** Opening EXTRACTED ENTRIES block **

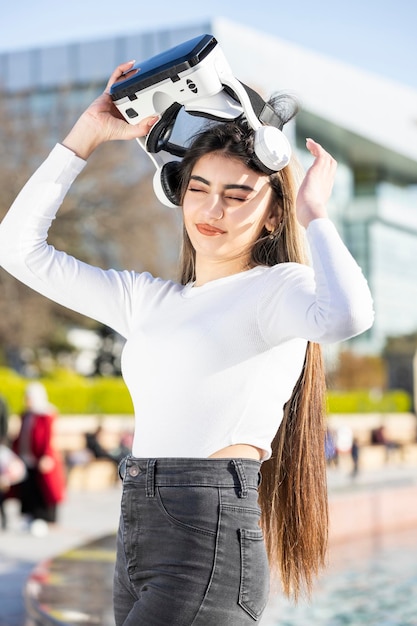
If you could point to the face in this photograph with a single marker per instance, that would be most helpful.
(225, 207)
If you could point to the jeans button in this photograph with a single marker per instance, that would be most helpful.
(133, 470)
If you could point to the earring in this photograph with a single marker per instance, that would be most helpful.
(277, 232)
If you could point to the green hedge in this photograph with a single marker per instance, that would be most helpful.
(70, 393)
(74, 394)
(365, 401)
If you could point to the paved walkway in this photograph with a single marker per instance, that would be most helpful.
(88, 515)
(83, 517)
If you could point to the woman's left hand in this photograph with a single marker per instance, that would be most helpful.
(317, 185)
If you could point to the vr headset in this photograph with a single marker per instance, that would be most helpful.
(186, 86)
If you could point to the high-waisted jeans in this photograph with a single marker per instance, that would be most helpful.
(190, 550)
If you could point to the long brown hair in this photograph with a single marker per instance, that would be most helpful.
(293, 491)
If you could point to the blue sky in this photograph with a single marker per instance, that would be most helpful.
(376, 35)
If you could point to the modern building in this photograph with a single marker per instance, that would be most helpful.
(367, 122)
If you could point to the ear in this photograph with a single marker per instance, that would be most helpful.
(271, 223)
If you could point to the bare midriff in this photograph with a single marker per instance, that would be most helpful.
(238, 451)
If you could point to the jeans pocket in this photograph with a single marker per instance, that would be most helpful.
(254, 582)
(192, 508)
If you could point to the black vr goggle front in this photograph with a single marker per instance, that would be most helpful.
(192, 86)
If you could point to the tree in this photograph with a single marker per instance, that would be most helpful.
(109, 218)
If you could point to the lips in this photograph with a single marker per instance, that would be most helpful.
(209, 231)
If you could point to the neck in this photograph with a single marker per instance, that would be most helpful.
(205, 272)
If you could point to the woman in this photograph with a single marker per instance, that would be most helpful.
(210, 363)
(44, 486)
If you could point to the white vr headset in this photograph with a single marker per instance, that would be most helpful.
(182, 85)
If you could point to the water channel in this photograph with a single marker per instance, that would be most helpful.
(369, 582)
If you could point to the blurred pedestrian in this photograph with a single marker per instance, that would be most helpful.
(44, 486)
(355, 456)
(4, 419)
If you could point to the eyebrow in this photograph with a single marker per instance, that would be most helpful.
(232, 186)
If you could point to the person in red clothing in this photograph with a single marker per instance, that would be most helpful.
(44, 487)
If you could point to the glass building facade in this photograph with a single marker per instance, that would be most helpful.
(374, 210)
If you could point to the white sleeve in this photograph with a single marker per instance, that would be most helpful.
(327, 303)
(104, 295)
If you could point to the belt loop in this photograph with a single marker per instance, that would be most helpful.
(240, 471)
(150, 478)
(122, 467)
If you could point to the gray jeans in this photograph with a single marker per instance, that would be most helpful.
(190, 550)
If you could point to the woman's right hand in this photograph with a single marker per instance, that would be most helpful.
(102, 122)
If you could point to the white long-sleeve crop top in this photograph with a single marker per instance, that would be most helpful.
(207, 367)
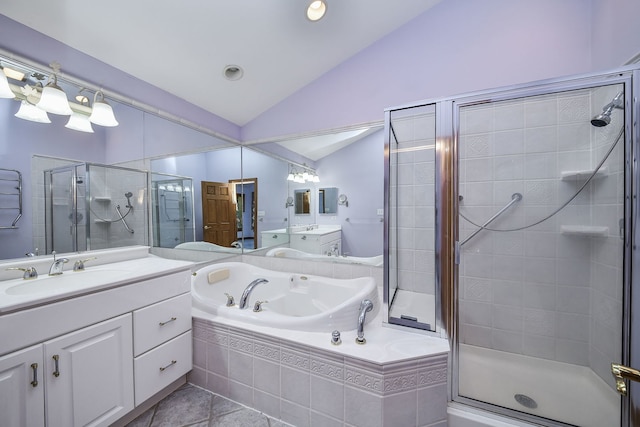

** Closing EXTRACTED ENTRIES block **

» EXERCISE DESCRIPTION
Output the span from the line with "If you could point to the woman's right" through the last line of the data, inclusive and exact, and omit every picture.

» SOLUTION TO THE EXERCISE
If you could point to the woman's right hand in this photograph with a single marker per instance, that would be most helpful.
(102, 122)
If you could point to the white long-sleeve crop top in this photograph with a single marker per instance, that would be most helpful.
(207, 367)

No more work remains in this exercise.